* Rows
****************

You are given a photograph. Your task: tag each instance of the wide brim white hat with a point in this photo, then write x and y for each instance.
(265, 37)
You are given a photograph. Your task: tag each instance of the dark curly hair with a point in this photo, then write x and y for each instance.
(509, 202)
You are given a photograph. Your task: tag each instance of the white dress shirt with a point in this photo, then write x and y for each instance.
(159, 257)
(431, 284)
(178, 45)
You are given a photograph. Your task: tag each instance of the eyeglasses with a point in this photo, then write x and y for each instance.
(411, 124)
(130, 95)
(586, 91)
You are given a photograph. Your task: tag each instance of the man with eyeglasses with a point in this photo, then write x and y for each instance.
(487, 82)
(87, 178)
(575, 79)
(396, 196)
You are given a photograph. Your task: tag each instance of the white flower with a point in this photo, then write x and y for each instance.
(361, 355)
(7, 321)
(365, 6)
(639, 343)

****************

* Exercise aim
Render the records above as a two-column CSV with the header record_text,answer, giving one row per record. Put each record's text in the first field and its answer in the second, enclose every field in double quotes, and replace any line breaks with spaces.

* Answer below
record_text,answer
"You are given a photograph. Your task: tag each instance of the wide brim white hat with a point in this photo, then write x and y for each instance.","(265, 37)"
"You are given a photograph. Your task: tag each instance of the dark curly hair with a point in this photo, then write x and y for each instance.","(509, 202)"
"You are given a photograph. Your task: tag each instance of the white dress shirt with a point in this photo, then write x and y for each instance.","(159, 257) (431, 284) (178, 45)"
"You are given a photograph. Your task: tag each instance of the eyeglasses with a point in this photo, then write x and y for each instance.","(411, 124) (130, 95) (586, 91)"
"You are given a photograph. Your task: tag each instance of the man with eyeglasses with a point in this photo, then write x and y for each instance.","(487, 82) (87, 178) (575, 79) (396, 196)"
"You are given a photograph. Your task: tag each instance of the white flower with a point in this photo, then write x and y for each instance.","(361, 355) (7, 321) (365, 6) (639, 343)"